Texto extraído »
-*-*-

Cuando la comunidad crece un poco y su estructura se complica, resulta imposible enterarse de primera mano de la información necesaria y aparecen, de manera informal, personas a las que podemos recurrir para enterarnos de lo que ocurre. Algunas posiciones sociales (taberneros, porteras, peluqueras, etc) tienen más facilidad para desempeñar esta función, aunque cualquier miembro de la sociedad puede participar en ella de forma significativa. Con la aparición de los intermediarios surge la posibilidad de que la función se pervierta por un mal desempeño. Pueden surgir los “chismes” destinados a desprestigiar a alguien, las informaciones sesgadas por afinidades afectivas o por afiliaciones ideológicas, las comunicaciones erróneas a causa de la ignorancia del informador acerca de aquello de lo que habla, las “informaciones oficiales” que hay que asumir como discurso dominante con un poder limitado para contestarlas, etc.
En sociedades más complejas, la función de transmitir la información se especializa (maestros, portavoces, expertos en distintos campos, etc) y en nuestra cultura surgen los periodistas, que hacen fluir la comunicación a través de medios escritos, hablados o audiovisuales.

-*-*-

Registros de datos »
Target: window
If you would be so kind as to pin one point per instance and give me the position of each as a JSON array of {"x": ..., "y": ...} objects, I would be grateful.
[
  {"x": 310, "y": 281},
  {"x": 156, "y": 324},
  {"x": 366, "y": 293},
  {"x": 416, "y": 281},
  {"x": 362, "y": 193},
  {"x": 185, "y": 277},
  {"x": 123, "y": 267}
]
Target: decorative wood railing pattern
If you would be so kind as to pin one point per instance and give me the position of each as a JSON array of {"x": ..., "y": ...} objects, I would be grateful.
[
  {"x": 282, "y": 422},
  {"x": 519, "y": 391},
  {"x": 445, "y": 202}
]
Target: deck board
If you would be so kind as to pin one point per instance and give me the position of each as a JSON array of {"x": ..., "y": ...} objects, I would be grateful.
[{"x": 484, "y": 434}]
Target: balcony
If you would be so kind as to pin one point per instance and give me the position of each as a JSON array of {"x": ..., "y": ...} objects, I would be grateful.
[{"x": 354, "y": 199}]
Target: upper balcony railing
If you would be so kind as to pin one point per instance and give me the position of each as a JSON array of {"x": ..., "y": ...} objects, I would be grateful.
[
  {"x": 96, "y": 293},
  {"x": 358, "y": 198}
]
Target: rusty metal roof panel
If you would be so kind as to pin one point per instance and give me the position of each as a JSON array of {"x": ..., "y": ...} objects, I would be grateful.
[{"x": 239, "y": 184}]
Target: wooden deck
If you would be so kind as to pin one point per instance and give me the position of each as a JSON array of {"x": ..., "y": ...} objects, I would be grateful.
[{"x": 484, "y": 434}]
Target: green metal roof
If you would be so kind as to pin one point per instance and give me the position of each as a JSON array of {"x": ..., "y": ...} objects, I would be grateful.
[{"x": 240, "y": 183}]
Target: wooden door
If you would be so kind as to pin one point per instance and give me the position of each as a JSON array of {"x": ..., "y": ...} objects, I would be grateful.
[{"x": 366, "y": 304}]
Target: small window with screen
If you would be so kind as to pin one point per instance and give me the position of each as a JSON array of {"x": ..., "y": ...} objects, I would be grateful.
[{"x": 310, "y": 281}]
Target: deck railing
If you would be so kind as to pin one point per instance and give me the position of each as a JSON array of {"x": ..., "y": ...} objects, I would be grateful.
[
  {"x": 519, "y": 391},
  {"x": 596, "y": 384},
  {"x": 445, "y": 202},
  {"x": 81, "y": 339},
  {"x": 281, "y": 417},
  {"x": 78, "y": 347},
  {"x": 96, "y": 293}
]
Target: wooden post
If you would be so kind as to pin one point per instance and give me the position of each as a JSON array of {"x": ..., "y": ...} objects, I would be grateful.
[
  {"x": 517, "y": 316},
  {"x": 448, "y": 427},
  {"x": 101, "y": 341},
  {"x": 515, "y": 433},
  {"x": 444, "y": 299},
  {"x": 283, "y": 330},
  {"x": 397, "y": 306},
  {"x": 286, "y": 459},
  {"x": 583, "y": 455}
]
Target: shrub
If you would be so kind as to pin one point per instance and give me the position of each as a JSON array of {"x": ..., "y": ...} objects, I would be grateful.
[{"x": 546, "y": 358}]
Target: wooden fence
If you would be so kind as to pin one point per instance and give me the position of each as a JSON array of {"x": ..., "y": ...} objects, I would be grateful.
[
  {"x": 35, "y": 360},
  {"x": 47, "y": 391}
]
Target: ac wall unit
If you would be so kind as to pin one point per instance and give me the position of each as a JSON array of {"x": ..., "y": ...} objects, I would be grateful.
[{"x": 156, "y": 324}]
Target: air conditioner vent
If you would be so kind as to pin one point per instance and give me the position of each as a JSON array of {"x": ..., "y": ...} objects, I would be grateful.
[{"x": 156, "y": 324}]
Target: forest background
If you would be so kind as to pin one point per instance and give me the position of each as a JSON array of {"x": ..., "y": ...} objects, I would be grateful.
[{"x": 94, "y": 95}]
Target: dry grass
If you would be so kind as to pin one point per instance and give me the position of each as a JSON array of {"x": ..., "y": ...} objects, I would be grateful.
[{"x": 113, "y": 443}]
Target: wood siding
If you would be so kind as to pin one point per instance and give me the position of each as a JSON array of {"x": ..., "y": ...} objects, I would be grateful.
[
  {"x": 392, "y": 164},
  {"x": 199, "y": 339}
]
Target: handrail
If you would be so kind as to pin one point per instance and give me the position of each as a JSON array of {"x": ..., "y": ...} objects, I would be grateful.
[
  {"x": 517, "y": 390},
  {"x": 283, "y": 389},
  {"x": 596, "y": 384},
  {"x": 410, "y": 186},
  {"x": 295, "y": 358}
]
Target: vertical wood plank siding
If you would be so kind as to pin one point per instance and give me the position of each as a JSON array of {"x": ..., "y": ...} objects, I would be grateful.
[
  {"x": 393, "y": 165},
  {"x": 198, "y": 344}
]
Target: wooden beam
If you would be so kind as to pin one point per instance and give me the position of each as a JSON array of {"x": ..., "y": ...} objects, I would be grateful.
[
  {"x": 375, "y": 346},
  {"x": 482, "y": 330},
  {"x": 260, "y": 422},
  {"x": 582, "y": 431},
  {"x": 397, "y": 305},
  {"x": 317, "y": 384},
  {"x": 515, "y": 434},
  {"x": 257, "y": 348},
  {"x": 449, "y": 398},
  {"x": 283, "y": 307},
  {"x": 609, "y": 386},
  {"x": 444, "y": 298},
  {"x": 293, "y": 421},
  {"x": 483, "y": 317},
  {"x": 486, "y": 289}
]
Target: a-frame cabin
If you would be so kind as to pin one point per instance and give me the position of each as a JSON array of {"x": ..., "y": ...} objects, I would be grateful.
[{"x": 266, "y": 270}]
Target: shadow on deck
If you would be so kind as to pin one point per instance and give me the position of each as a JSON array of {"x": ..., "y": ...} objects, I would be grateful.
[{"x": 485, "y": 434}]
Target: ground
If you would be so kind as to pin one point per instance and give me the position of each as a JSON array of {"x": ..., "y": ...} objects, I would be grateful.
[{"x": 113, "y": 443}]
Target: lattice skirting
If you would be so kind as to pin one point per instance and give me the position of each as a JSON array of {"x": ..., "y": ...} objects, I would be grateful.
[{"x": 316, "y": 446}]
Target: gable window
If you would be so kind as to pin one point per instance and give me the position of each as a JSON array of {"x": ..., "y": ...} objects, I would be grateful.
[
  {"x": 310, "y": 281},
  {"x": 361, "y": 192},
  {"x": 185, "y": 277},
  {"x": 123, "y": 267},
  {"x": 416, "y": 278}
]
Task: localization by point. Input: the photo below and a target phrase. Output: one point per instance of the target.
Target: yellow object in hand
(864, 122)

-*-*-

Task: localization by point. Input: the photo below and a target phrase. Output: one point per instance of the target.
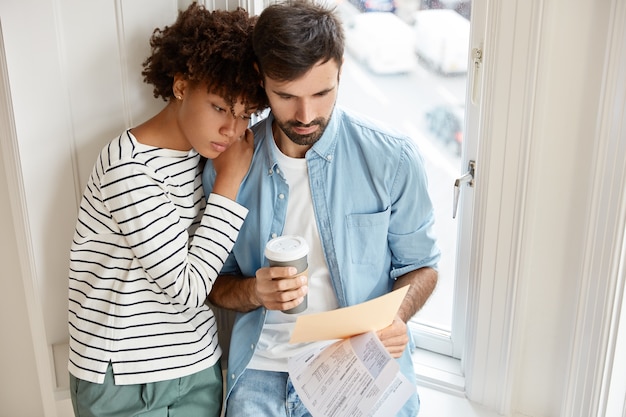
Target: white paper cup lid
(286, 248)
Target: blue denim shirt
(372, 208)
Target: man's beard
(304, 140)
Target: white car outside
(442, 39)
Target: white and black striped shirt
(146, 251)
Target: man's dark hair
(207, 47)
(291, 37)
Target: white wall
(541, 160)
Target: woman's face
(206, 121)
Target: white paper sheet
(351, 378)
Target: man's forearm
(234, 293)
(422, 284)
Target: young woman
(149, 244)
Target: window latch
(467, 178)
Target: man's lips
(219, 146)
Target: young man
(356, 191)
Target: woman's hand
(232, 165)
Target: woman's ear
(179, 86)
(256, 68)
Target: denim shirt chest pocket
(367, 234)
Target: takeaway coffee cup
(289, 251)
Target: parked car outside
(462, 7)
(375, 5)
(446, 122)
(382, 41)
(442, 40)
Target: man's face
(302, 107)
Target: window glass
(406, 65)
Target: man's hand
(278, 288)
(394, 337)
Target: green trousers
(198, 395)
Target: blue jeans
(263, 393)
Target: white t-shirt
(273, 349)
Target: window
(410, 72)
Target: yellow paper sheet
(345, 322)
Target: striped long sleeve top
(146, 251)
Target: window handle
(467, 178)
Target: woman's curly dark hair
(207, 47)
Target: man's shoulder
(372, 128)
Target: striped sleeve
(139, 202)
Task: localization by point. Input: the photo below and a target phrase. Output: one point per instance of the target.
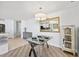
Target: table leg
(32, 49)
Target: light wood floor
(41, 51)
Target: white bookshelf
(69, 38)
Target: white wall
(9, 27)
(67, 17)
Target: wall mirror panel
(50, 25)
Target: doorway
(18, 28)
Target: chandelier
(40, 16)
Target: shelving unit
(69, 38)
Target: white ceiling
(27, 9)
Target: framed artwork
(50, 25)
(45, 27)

-*-*-

Qué hacer » Reescribe el fragmento del texto extraído que va de "En sociedades más" a "hablados o audiovisuales." y cambia "periodistas" por "comunicadores". Las líneas no guardan relación con el texto extraído.

Solución »
En sociedades más complejas, la función de transmitir la información se especializa (maestros, portavoces, expertos en distintos campos, etc) y en nuestra cultura surgen los comunicadores, que hacen fluir la comunicación a través de medios escritos, hablados o audiovisuales.